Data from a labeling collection

— begin —

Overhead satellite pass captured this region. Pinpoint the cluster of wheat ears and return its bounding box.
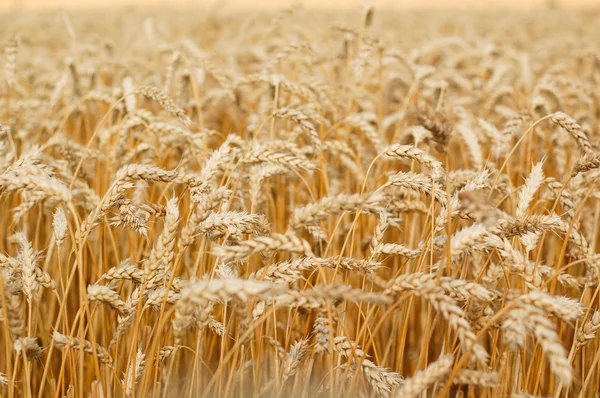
[0,5,600,398]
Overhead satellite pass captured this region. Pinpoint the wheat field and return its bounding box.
[0,4,600,398]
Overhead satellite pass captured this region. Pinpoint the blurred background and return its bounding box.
[0,0,600,10]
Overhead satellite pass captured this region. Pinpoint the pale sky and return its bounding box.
[0,0,600,9]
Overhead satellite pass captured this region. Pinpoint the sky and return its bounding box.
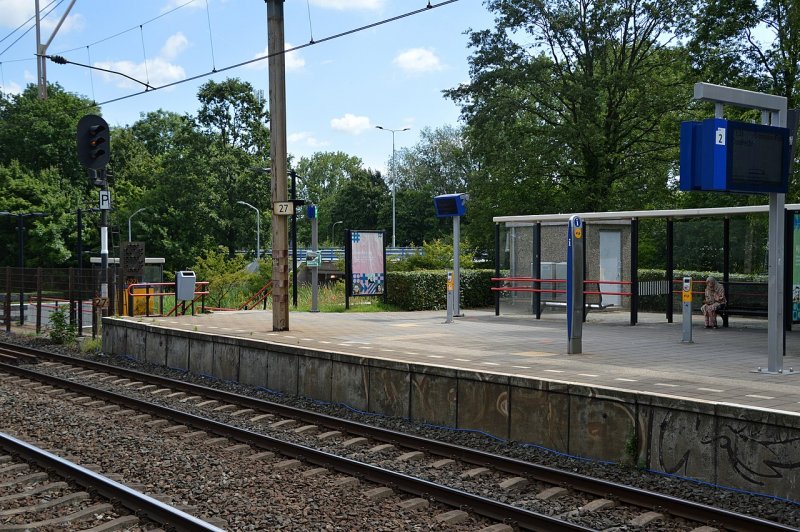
[0,0,493,173]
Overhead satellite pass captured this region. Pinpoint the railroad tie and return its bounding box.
[180,395,203,403]
[247,451,275,462]
[478,523,514,532]
[397,451,425,462]
[0,482,69,504]
[559,499,617,518]
[498,477,528,491]
[333,477,359,488]
[628,512,664,526]
[222,443,250,453]
[536,486,569,501]
[0,472,47,488]
[161,425,189,434]
[342,436,368,448]
[273,459,303,471]
[0,491,89,517]
[364,486,394,501]
[300,467,330,478]
[433,510,469,525]
[269,419,297,429]
[367,443,395,454]
[428,458,456,469]
[317,430,342,440]
[461,467,491,478]
[397,497,431,510]
[84,515,139,532]
[203,438,228,447]
[0,503,114,532]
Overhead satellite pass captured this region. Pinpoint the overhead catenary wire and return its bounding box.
[306,0,314,42]
[0,0,64,58]
[0,0,58,42]
[82,0,460,110]
[56,0,198,55]
[206,0,217,72]
[139,26,150,87]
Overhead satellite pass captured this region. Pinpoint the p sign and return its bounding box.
[100,190,111,211]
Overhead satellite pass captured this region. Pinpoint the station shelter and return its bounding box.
[493,204,800,330]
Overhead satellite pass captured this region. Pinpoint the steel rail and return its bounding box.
[0,432,224,532]
[0,363,593,532]
[0,343,795,532]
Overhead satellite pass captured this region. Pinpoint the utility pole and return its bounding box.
[264,0,289,331]
[35,0,75,100]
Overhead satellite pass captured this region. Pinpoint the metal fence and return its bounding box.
[0,266,108,335]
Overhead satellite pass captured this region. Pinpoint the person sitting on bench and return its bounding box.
[700,277,728,329]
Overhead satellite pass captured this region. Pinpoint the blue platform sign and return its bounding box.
[680,118,792,193]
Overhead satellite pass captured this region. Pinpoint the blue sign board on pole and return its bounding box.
[680,118,792,194]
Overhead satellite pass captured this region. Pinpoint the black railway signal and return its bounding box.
[77,115,111,170]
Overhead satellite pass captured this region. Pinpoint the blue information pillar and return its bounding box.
[567,215,584,355]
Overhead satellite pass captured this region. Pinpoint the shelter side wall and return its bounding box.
[103,318,800,500]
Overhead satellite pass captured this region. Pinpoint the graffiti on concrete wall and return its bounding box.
[654,411,800,486]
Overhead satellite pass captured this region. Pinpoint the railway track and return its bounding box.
[4,340,793,531]
[0,432,221,532]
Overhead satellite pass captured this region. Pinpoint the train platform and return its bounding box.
[127,309,800,415]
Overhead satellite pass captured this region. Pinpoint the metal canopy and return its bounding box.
[492,203,800,224]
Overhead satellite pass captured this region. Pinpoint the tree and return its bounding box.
[448,0,692,218]
[331,170,391,236]
[0,83,98,187]
[689,0,800,109]
[197,78,269,154]
[395,126,479,245]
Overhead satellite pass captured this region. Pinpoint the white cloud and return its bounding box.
[0,0,35,28]
[287,131,330,149]
[245,42,306,72]
[0,81,22,94]
[94,57,186,89]
[393,48,443,73]
[331,113,372,135]
[311,0,386,11]
[42,13,86,33]
[94,32,189,89]
[161,32,189,59]
[0,0,84,31]
[161,0,206,13]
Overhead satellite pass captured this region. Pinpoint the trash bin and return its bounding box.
[175,271,197,301]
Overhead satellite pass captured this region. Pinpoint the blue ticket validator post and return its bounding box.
[567,215,584,355]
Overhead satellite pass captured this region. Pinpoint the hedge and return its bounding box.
[386,270,494,310]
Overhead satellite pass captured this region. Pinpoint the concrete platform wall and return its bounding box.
[103,318,800,500]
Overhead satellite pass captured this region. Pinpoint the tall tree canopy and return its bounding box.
[449,0,692,214]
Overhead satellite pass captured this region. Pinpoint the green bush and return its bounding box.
[50,305,77,345]
[388,240,474,272]
[386,270,494,311]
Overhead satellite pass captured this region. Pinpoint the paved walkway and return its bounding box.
[126,310,800,415]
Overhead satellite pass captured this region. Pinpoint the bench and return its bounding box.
[717,282,768,327]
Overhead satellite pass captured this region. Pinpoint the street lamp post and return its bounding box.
[236,201,261,262]
[128,207,147,242]
[0,211,47,325]
[331,220,344,247]
[375,126,411,247]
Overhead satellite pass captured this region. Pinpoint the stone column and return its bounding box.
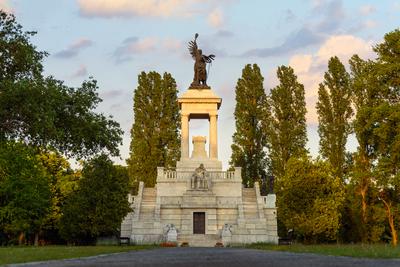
[181,114,189,159]
[209,114,218,159]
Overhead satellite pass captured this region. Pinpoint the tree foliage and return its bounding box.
[37,151,81,243]
[317,56,353,179]
[0,11,122,157]
[266,66,307,181]
[0,142,51,244]
[127,71,180,187]
[277,156,344,242]
[350,29,400,245]
[230,64,269,187]
[60,155,131,244]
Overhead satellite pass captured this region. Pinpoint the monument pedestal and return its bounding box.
[176,158,222,171]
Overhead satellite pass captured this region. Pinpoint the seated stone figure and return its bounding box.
[190,164,209,189]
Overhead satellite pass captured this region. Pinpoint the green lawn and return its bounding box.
[247,243,400,258]
[0,246,155,265]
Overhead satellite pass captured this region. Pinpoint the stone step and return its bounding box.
[178,234,220,247]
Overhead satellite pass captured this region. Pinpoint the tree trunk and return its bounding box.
[18,232,25,246]
[34,232,39,247]
[382,198,398,247]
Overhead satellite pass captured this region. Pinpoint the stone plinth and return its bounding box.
[178,88,222,160]
[191,136,207,159]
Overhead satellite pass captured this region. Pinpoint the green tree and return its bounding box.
[230,64,269,187]
[60,155,131,244]
[127,71,180,187]
[0,141,51,244]
[267,66,307,181]
[347,55,385,243]
[350,29,400,246]
[317,56,353,179]
[37,151,81,243]
[277,156,344,242]
[371,29,400,246]
[0,11,122,157]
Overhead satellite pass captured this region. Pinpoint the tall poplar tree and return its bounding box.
[127,71,180,187]
[317,56,353,178]
[346,55,384,242]
[230,64,269,187]
[267,66,307,181]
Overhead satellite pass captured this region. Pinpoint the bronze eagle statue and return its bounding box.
[188,33,215,89]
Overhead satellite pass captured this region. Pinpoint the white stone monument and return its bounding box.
[121,88,278,246]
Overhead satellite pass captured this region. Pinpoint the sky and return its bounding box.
[0,0,400,168]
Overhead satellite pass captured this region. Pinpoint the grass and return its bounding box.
[247,243,400,259]
[0,245,156,265]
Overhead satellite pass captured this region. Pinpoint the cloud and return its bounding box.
[289,35,374,125]
[208,9,224,28]
[214,30,234,38]
[161,38,182,52]
[242,0,346,57]
[72,65,88,78]
[242,27,323,57]
[114,37,156,63]
[54,38,93,58]
[101,89,125,99]
[359,5,376,16]
[285,9,296,23]
[113,36,182,63]
[78,0,198,18]
[314,0,346,33]
[0,0,14,13]
[289,55,312,73]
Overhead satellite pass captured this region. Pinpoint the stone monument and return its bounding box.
[121,34,278,246]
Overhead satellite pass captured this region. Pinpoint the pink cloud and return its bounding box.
[78,0,196,17]
[0,0,14,13]
[289,35,374,125]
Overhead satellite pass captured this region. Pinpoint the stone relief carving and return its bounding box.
[190,164,210,190]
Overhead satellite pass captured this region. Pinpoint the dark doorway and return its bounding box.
[193,212,206,235]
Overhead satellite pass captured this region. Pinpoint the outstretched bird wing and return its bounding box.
[188,39,197,60]
[203,54,215,63]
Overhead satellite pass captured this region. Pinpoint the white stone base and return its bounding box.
[176,158,222,171]
[121,166,278,246]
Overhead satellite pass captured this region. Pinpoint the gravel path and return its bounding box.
[10,248,400,267]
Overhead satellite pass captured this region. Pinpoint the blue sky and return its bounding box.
[0,0,400,168]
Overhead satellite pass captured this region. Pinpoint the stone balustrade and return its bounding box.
[261,194,276,208]
[157,167,240,181]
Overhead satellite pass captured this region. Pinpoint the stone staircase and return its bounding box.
[121,212,133,237]
[178,234,221,247]
[242,188,259,219]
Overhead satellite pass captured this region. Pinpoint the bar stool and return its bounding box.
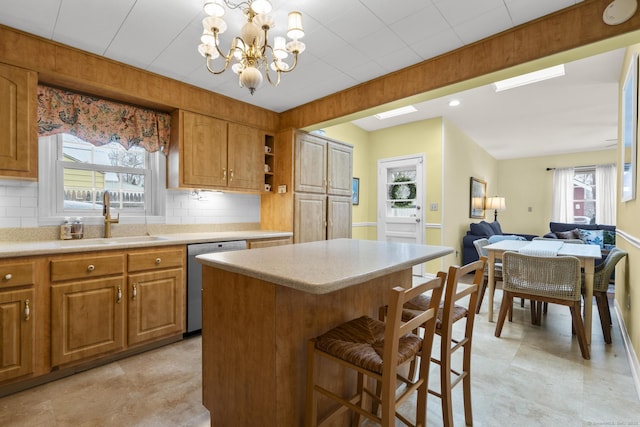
[403,257,487,427]
[305,276,444,427]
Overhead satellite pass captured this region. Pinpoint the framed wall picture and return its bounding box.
[620,54,638,202]
[469,177,487,218]
[351,178,360,205]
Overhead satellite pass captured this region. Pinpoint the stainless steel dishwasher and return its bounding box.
[186,240,247,335]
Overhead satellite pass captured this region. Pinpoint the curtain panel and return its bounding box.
[38,85,171,154]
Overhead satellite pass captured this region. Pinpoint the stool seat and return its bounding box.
[316,314,422,374]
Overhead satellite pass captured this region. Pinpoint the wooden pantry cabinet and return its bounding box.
[50,246,186,366]
[167,110,271,192]
[0,64,38,180]
[260,130,353,243]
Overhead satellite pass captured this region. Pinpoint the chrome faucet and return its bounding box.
[102,190,120,238]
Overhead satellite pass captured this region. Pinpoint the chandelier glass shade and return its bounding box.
[198,0,305,95]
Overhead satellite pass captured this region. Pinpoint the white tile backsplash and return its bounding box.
[0,180,260,228]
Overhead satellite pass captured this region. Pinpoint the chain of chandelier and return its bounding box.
[198,0,305,95]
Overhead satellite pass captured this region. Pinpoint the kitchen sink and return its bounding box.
[101,236,167,244]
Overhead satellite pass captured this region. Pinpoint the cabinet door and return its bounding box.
[228,123,265,191]
[181,111,228,188]
[295,133,324,194]
[128,268,185,345]
[293,193,327,243]
[0,289,35,381]
[327,142,353,196]
[0,64,38,179]
[51,277,126,366]
[327,196,352,239]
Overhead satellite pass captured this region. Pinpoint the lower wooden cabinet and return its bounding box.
[0,289,35,381]
[51,276,125,366]
[127,269,184,345]
[51,246,186,366]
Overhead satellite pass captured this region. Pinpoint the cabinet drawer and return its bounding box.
[127,248,185,271]
[51,254,124,282]
[0,262,34,288]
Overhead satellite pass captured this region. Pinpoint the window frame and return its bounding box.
[38,134,166,225]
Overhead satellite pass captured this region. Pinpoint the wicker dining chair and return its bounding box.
[582,247,627,344]
[495,252,590,359]
[305,275,445,427]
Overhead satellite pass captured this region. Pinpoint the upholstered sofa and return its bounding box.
[544,222,616,264]
[462,221,538,265]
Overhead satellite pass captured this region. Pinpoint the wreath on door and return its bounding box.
[389,175,416,208]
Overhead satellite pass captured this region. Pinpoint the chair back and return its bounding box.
[533,237,584,245]
[593,247,627,291]
[438,256,487,338]
[473,237,489,257]
[502,252,582,301]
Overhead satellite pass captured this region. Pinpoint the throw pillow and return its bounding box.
[556,228,580,239]
[602,230,616,246]
[488,234,527,244]
[578,228,604,248]
[489,221,502,234]
[469,221,495,237]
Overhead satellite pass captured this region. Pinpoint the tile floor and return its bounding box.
[0,290,640,427]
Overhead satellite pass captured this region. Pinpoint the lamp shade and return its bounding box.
[485,197,507,211]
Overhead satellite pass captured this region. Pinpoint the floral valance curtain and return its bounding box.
[38,85,171,154]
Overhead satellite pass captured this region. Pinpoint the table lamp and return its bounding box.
[485,196,507,221]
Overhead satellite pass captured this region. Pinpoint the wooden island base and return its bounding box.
[202,265,411,427]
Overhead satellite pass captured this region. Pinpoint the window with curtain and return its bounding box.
[38,86,170,224]
[552,165,616,225]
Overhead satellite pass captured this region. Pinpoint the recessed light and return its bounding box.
[492,64,564,92]
[374,105,418,120]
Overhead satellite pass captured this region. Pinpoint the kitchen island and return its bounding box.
[197,239,453,427]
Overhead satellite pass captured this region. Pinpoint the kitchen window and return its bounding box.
[38,133,165,225]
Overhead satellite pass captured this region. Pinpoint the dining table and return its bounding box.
[485,239,602,344]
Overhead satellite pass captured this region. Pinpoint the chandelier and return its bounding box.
[198,0,305,95]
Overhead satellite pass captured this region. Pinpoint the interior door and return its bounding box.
[378,154,425,276]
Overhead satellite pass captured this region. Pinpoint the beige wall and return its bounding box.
[616,44,640,355]
[498,149,617,235]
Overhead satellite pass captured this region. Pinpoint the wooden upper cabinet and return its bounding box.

— end —

#### [The problem]
Copy the data above from its start through the line containing "[0,0,600,10]", requests included, and shift every bounding box coordinate in the answers by -87. Leave the pictures out of your answer.

#### [Answer to the exercise]
Overhead satellite pass captured this region. Pinpoint the cluster of wheat ears and return its bounding box.
[-87,-82,513,311]
Overhead satellite pass captured this region. Pinpoint the wheat field and return its bounding box.
[-87,-83,513,311]
Overhead satellite pass captured this region. Pinpoint the blurred background and return its bounding box.
[-87,-87,513,-77]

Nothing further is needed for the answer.